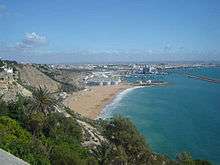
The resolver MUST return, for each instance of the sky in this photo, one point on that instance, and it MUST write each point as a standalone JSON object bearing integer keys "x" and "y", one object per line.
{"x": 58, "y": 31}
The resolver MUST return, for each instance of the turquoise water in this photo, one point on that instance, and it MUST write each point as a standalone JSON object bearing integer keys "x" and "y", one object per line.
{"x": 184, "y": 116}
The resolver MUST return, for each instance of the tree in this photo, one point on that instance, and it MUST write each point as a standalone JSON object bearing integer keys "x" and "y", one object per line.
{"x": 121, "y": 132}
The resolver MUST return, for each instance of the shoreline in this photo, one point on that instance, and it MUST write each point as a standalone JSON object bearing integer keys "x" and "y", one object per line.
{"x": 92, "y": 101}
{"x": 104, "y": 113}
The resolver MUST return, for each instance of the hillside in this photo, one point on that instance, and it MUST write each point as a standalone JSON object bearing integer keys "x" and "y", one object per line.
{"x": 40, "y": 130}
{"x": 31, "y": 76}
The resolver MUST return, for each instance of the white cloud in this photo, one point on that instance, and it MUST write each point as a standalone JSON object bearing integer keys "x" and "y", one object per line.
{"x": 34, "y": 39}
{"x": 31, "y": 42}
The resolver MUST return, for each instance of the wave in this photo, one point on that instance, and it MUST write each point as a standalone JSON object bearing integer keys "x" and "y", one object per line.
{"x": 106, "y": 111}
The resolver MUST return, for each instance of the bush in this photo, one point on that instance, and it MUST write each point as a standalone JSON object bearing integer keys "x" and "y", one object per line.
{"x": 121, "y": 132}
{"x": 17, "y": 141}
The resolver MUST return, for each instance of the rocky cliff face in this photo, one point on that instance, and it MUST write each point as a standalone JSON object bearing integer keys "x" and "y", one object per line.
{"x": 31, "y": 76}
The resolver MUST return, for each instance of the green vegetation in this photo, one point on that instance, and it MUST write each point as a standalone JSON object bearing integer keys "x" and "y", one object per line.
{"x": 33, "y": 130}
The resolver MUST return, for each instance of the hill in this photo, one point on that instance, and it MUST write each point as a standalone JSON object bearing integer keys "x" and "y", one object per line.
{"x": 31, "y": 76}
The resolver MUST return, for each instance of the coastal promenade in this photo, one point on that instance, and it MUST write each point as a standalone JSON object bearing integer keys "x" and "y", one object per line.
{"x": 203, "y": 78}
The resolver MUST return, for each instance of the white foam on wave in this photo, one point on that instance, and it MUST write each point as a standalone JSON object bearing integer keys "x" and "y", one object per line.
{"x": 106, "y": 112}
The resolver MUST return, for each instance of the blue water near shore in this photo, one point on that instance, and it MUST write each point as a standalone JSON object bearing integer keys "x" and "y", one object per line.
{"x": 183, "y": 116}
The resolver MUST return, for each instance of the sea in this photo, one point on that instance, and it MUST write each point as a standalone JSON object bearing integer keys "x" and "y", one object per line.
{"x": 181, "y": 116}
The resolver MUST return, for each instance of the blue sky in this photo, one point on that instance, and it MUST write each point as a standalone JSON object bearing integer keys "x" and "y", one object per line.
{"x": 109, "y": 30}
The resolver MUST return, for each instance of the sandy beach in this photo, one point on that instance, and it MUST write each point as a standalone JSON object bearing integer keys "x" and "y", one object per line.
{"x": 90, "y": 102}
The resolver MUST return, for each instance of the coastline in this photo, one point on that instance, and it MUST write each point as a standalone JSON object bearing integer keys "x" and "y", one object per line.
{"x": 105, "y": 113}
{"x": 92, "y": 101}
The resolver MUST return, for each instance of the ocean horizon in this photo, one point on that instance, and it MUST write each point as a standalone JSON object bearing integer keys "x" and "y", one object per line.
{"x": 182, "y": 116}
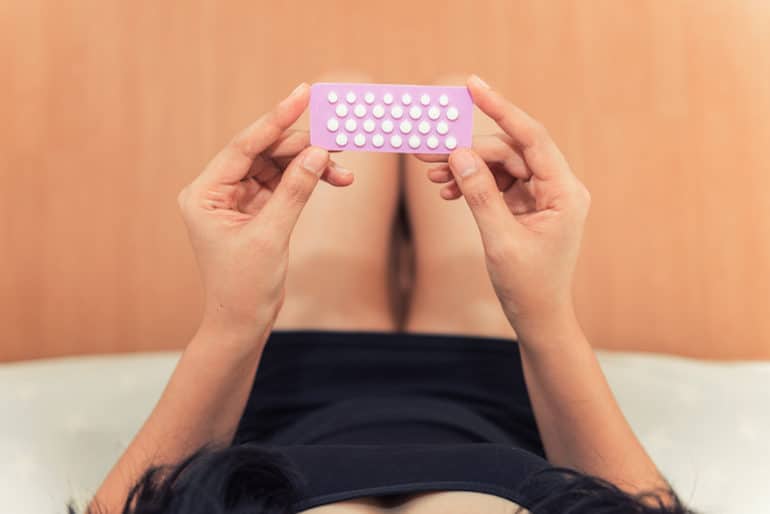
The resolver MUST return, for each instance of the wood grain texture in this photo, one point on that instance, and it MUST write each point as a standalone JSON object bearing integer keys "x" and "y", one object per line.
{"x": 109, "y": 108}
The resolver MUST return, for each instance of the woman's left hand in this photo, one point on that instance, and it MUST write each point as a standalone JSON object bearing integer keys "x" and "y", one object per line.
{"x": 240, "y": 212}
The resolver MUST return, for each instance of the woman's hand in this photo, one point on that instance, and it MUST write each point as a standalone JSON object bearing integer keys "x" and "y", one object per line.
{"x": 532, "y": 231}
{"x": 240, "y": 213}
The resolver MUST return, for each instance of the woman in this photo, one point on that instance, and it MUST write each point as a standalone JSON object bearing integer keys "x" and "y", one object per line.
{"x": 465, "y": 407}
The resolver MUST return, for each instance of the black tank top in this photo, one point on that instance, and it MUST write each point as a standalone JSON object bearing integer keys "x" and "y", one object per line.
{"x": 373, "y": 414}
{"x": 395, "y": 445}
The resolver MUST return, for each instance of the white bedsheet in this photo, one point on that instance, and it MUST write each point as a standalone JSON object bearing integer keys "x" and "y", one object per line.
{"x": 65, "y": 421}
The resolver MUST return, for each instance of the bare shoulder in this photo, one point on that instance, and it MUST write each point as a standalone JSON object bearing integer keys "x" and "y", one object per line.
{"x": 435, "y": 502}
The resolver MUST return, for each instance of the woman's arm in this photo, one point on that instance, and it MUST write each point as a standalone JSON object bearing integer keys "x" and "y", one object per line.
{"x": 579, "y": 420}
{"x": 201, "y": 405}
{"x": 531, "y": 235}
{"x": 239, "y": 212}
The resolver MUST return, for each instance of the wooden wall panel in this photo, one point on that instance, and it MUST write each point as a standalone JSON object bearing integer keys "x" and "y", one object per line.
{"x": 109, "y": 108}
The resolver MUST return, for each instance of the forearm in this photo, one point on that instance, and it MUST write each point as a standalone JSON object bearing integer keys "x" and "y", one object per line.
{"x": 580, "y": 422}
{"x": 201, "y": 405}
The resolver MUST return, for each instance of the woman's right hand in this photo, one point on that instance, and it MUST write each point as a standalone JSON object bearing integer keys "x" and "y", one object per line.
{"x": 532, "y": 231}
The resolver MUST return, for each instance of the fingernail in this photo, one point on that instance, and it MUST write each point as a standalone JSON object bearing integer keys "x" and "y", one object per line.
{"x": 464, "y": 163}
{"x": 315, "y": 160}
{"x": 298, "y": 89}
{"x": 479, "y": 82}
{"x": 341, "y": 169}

---

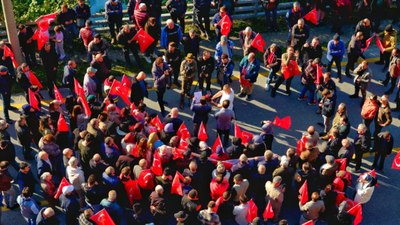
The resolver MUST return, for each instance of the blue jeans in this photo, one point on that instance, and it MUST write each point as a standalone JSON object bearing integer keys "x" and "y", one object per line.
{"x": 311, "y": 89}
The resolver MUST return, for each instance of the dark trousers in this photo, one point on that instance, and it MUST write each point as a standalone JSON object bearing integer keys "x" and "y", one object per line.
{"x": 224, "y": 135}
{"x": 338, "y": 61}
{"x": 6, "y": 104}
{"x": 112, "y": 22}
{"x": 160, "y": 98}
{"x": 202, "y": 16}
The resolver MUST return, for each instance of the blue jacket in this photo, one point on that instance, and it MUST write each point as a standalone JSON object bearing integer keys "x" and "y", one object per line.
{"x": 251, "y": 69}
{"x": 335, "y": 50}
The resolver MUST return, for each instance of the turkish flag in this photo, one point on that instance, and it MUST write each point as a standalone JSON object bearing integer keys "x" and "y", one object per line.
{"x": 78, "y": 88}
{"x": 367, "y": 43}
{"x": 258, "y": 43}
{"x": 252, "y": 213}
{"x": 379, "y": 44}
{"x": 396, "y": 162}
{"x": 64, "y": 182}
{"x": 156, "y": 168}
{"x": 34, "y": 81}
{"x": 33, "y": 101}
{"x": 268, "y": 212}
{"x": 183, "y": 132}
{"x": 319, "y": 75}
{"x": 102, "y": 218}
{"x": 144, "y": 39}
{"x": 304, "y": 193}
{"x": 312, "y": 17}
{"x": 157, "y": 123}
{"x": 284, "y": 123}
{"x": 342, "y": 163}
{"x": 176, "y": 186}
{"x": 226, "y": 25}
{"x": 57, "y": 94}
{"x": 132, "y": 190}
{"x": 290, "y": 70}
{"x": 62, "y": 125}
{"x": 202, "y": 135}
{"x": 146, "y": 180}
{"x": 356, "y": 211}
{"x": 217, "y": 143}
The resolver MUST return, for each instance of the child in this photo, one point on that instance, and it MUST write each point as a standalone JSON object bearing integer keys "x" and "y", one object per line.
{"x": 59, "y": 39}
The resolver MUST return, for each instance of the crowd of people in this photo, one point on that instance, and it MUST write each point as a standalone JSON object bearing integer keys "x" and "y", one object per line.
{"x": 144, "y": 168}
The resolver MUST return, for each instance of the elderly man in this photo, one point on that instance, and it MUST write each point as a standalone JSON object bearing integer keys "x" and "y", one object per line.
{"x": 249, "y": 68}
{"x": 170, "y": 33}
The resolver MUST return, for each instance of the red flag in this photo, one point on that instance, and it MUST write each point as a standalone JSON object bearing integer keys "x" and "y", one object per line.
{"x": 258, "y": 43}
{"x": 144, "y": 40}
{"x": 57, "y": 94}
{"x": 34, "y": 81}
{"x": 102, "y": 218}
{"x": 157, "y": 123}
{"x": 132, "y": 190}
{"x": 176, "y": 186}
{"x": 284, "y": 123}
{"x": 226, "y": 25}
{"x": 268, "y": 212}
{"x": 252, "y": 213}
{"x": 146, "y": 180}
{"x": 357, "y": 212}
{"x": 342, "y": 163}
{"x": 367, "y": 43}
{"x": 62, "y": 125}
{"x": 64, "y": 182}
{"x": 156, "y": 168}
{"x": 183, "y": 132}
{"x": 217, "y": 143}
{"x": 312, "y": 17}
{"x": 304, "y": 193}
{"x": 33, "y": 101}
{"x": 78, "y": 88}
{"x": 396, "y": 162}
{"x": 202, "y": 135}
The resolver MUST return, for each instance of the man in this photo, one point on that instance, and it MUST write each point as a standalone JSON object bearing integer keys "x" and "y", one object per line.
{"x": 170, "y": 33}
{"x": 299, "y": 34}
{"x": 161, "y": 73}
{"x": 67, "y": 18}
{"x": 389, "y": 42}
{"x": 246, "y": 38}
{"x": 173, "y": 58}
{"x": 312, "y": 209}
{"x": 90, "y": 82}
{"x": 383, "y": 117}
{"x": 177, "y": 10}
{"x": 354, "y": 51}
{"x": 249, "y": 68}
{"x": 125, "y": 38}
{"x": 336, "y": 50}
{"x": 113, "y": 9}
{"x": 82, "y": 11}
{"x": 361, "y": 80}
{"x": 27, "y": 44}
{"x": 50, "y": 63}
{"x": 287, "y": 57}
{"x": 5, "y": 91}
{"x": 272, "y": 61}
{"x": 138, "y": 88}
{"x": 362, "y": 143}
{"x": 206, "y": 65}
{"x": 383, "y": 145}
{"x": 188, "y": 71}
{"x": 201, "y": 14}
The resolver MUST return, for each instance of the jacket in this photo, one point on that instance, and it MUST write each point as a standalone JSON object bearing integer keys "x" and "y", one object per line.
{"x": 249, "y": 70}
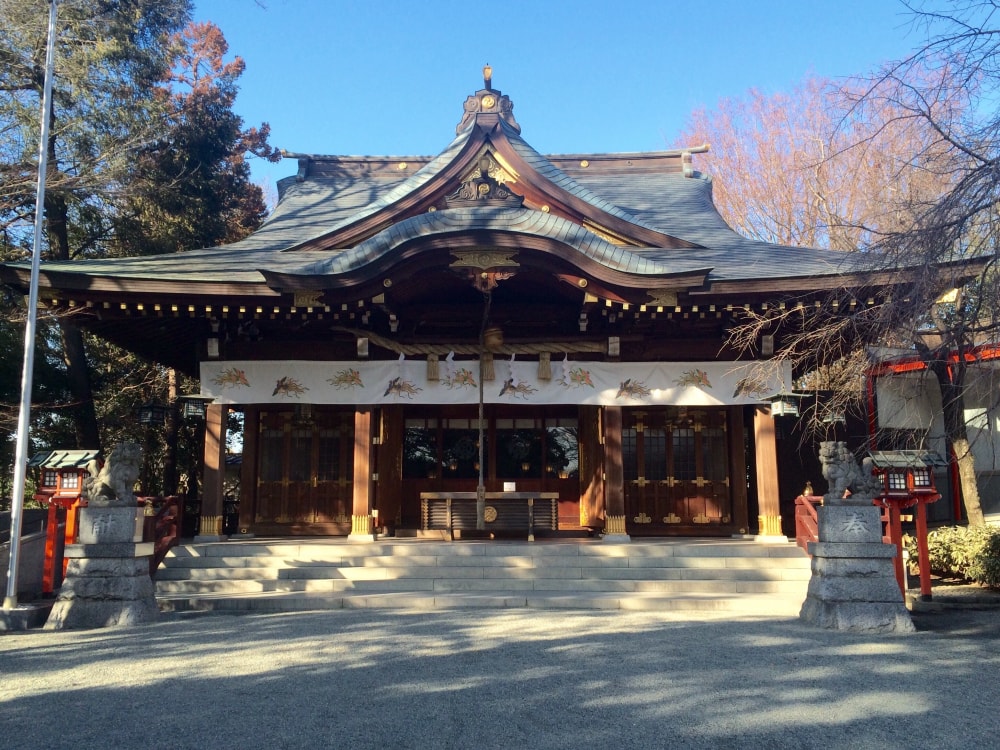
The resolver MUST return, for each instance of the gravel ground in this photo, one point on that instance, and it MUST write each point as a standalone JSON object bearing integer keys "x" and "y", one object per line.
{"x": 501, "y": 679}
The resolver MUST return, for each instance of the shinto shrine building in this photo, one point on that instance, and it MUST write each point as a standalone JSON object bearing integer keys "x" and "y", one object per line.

# [GIVEN TASK]
Identify every line in the records that contains the word "wave", and copy each of those lines in full. Case counts.

# [FINAL RESULT]
The resolver MUST return, for each instance of the wave in this photo, one point on that instance, and it MUST write each point as a standalone JSON object bearing integer keys "x" and "y", one object per line.
The resolver MUST return, for each instance of the white foam on wave in this photo, one point on that instance, and it MUST write each point as a standalone JSON object bearing integer keys "x" and "y", one object per line.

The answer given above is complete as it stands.